## PROBLEM A
Rewrite the passage on Mahan's C.J.D. diagnosis, starting with "Mahan's doctors were" and going on through "was sporadic C.J.D.", with "sporadic" changed to "idiopathic".
## PROBLEM B
In the passage on Mahan's C.J.D. diagnosis, who runs the national surveillance center for C.J.D.?
## PROBLEM C
Continue the passage on Mahan's C.J.D. diagnosis after its final sentence.

## SOURCE EXTRACT
Mahan's doctors were not sure which of these versions of C.J.D. she may have
had. Her prion gene was found to be normal. And since no one was known to have
gotten mad cow disease in the United States, the possibility of infection seemed
remote. Her C.J.D. was most likely the third kind. It had no direct cause. In
medical parlance, the disease was sporadic C.J.D.

It was not a perfect diagnosis. For one thing, Mahan was black, and very few
black C.J.D. victims had been reported. She was also extremely young to have
sporadic C.J.D.: it usually strikes people in their 60's or older. According to
Pierluigi Gambetti, who runs the national surveillance center for C.J.D. at Case
Western Reserve University Medical School, only 3 to 5 percent of the cases his
center sees are in people in her age group or younger. Gambetti was sent some of
Mahan's brain tissue to look at, and when he subjected it to a test for the
presence of harmful prions, he got a negative result. But this itself was not
especially troubling to Mahan's doctors. Prion pathology is an emerging science.
Odd things occur all the time. What Mahan undeniably had were innumerable holes
in her brain, and sporadic C.J.D. fit the pathology best. So C.J.D. went on her
death certificate.

## EXCERPTED RECORDS
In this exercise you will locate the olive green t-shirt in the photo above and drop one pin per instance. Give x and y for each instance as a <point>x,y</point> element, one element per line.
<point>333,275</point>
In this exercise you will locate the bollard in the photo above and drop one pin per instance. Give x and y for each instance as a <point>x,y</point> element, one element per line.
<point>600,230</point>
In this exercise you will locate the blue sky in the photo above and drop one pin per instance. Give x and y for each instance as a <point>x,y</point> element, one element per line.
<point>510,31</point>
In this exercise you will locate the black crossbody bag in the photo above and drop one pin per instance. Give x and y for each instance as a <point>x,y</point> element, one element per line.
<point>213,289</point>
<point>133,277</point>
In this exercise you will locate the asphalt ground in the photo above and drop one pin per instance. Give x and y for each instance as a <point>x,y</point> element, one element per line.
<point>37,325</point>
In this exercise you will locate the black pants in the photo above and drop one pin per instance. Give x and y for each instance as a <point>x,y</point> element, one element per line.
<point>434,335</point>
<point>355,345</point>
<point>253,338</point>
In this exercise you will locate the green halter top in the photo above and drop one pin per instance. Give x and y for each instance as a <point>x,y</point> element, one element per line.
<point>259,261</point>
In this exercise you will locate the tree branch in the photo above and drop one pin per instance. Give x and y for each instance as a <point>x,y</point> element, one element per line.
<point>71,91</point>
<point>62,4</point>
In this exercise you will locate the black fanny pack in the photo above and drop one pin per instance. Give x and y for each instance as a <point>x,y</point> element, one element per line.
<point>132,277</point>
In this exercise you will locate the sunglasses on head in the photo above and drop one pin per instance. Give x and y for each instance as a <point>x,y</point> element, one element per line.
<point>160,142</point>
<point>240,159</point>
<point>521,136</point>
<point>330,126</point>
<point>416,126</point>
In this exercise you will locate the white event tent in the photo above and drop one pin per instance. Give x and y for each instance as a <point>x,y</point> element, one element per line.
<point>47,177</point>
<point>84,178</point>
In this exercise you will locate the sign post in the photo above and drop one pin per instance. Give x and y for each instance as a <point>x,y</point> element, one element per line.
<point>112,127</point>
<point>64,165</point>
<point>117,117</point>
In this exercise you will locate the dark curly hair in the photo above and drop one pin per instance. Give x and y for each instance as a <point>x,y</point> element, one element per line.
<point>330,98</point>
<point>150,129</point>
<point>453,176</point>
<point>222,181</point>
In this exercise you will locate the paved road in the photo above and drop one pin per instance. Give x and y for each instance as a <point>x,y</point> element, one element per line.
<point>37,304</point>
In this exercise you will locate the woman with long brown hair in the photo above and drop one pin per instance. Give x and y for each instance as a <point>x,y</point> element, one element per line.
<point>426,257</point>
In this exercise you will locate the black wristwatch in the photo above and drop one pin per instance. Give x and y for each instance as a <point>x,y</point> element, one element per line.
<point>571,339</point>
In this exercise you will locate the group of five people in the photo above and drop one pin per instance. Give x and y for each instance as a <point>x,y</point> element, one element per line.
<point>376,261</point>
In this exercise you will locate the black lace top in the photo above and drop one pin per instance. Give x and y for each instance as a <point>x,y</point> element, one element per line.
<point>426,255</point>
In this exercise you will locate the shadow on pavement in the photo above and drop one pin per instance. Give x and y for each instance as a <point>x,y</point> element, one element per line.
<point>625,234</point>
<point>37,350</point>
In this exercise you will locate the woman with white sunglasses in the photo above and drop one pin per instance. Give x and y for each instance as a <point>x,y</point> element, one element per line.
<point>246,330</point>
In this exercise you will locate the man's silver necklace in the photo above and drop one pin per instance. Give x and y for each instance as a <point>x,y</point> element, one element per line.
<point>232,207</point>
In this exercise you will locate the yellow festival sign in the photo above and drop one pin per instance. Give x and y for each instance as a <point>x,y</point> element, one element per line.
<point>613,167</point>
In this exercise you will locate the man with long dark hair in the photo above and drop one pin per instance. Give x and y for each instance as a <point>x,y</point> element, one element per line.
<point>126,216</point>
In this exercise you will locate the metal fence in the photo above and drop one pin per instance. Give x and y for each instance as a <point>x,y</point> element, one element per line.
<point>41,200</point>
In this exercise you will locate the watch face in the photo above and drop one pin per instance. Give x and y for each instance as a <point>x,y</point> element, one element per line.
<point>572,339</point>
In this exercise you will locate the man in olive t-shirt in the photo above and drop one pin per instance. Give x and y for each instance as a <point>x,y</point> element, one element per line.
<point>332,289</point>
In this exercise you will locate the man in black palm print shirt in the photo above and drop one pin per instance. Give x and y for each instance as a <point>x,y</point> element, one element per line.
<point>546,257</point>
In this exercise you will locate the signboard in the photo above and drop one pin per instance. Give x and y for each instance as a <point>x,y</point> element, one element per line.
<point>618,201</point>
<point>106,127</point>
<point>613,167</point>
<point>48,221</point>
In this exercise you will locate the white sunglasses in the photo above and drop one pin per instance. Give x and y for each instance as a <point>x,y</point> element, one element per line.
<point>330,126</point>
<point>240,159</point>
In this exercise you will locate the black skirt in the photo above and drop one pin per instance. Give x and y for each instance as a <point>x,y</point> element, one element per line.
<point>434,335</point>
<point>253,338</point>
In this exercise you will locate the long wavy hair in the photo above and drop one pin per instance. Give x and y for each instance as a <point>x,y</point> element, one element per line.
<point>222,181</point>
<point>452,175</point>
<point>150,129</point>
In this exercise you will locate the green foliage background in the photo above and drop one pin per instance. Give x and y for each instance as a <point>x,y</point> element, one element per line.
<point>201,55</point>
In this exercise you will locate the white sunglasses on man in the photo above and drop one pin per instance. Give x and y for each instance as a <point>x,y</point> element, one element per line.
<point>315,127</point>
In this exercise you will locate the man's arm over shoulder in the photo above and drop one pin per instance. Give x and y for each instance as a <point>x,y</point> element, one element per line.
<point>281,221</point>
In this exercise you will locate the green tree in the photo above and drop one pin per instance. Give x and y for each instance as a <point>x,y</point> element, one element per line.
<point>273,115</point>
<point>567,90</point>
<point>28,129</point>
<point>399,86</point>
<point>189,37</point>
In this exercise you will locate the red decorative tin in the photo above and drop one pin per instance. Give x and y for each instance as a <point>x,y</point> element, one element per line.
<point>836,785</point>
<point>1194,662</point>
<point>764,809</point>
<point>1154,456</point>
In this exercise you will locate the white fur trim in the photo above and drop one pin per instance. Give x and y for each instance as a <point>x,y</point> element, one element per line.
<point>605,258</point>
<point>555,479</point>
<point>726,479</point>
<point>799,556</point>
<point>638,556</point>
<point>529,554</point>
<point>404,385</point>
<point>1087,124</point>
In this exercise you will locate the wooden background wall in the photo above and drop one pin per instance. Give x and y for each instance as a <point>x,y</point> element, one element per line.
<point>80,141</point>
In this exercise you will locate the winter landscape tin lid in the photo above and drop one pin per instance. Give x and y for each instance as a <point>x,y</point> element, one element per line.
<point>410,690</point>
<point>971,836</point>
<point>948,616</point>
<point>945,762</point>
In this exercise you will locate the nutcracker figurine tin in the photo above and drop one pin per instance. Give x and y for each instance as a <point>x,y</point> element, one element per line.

## FINAL ANSWER A
Mahan's doctors were not sure which of these versions of C.J.D. she may have
had. Her prion gene was found to be normal. And since no one was known to have
gotten mad cow disease in the United States, the possibility of infection seemed
remote. Her C.J.D. was most likely the third kind. It had no direct cause. In
medical parlance, the disease was idiopathic C.J.D.

## FINAL ANSWER B
Pierluigi Gambetti, at Case Western Reserve University Medical School.

## FINAL ANSWER C
Skarbek did not concern herself at the time with the complexities of her
friend's diagnosis. What mattered was that her friend died. Pat Hammond, Janet's
mother, who hired Mahan at the Garden State Race Track in Cherry Hill, N.J., had
also been close to her. Mother and daughter absorbed the bad news together. ''We
were told it was C.J.D.,'' Skarbek said. ''You know, the human form of the mad
cow but not related to eating mad cow.'' Sporadic C.J.D. affects about one
person in a million in the United States, where there are about 250 to 300 cases
a year. Mahan had had terrible luck and nothing more. Skarbek was an accountant;
she knew how to look at numbers without emotion. She could accept that and move
on. ''We were told she was just one of those who got it,'' she said. ''It was a
tragedy.''


Three years passed. Skarbek published her book. She gave seminars for women in
corporate life. She drove her two kids in the family minivan to Girl Scout
meetings and karate class. ''Plan!'' she urged everyone. One day, in June 2003,
she happened to be reading The Burlington County Times, a local newspaper. She
scanned the obituaries. ''I was just looking in the newspaper for Cinnaminson
residents because I live in Cinnaminson,'' she said. She came across one for a
woman named Carol Olive. ''The first paragraph said she died of C.J.D.,''
Skarbek remembered. ''I'm thinking, Oh my gosh, that's what Carrie died of. The
second paragraph said she worked at the Garden State Race Track. That's when I
almost fell over.'' She asked her mother if she remembered Olive from the
racetrack. She did: Olive had worked as a media representative, an
administrative employee, alongside her and Mahan. Could their deaths have been a
result of mad cow, rather than of chance? The staff had been small. ''Suddenly
we had two victims out of a hundred administrative employees,'' Skarbek said.

Skarbek couldn't sleep the night after she discovered Olive's death. The next
day she went immediately into her home office and searched for victims of C.J.D.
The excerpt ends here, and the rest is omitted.